# Icon size diffrence on FA profiles.



## LeoTWFZ (Sep 5, 2011)

no one likes it. Sort it >.>


----------



## Alishka (Sep 5, 2011)

they're far too distracting, and look bad...do not want.


----------



## Xenke (Sep 5, 2011)

...what


----------



## KAtojana (Sep 5, 2011)

I Like it o,o


----------



## LizardKing (Sep 5, 2011)

What the jibbering crotchrot are you on about?


----------



## Hipstar (Sep 5, 2011)

HOLY CHRIST IS IT BILLY MAYS WEEK OR SOMETHIN GOIS? WHY SO BIG?


----------



## Volkodav (Sep 5, 2011)

fuck yeahh
check out my fa page


----------



## Wingedwolf (Sep 5, 2011)

They look awful, please change them back


----------



## epicblaze2 (Sep 5, 2011)

Pointing records:
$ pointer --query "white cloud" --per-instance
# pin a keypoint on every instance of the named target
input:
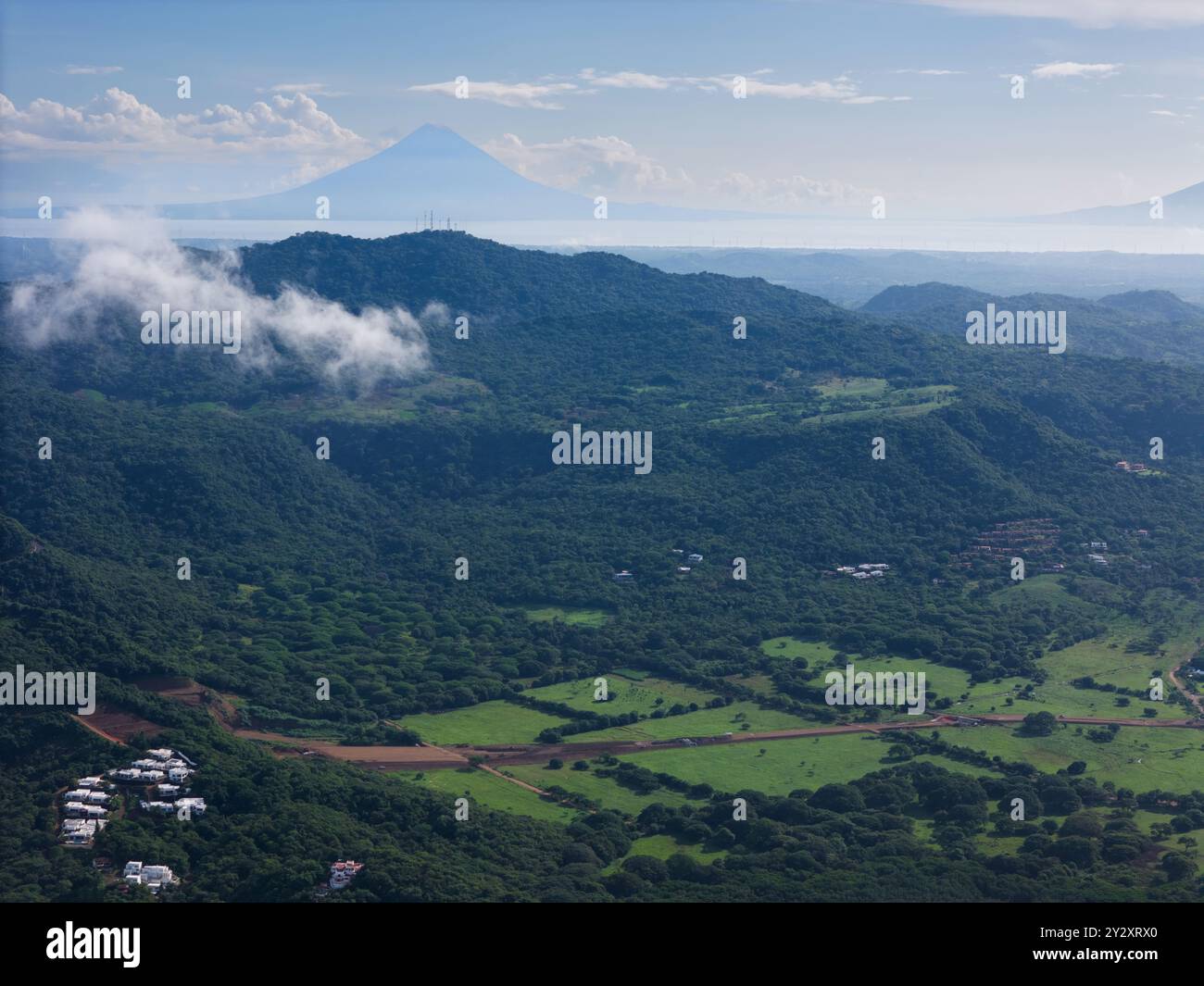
(1075, 70)
(131, 265)
(519, 94)
(1087, 13)
(116, 121)
(626, 80)
(308, 88)
(538, 95)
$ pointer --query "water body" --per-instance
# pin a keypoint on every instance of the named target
(796, 233)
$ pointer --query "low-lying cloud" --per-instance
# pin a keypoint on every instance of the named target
(128, 265)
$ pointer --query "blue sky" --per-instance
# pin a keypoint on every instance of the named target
(908, 100)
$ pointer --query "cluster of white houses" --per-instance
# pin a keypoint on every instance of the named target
(148, 876)
(157, 767)
(868, 569)
(694, 559)
(85, 808)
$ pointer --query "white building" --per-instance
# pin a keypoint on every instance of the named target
(342, 873)
(125, 773)
(153, 877)
(195, 805)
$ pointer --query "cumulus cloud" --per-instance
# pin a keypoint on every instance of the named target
(1075, 70)
(117, 121)
(128, 265)
(533, 95)
(308, 88)
(542, 94)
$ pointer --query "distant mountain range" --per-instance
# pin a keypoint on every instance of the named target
(1179, 208)
(433, 168)
(1148, 325)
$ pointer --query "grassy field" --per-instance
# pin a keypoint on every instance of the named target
(1142, 758)
(566, 614)
(702, 722)
(815, 652)
(605, 791)
(488, 722)
(853, 387)
(625, 696)
(490, 791)
(785, 766)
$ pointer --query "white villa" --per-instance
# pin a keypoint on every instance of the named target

Exercise set »
1/ In the forum thread about icon sizes, rewrite the paragraph beginning "they're far too distracting" as a short list that keeps its main points.
2/ How many lines in the records contain the word "cloud"? Give only the number.

Responses to the exercise »
1/
- Far too distracting
- Look bad
- Not wanted

2/ 3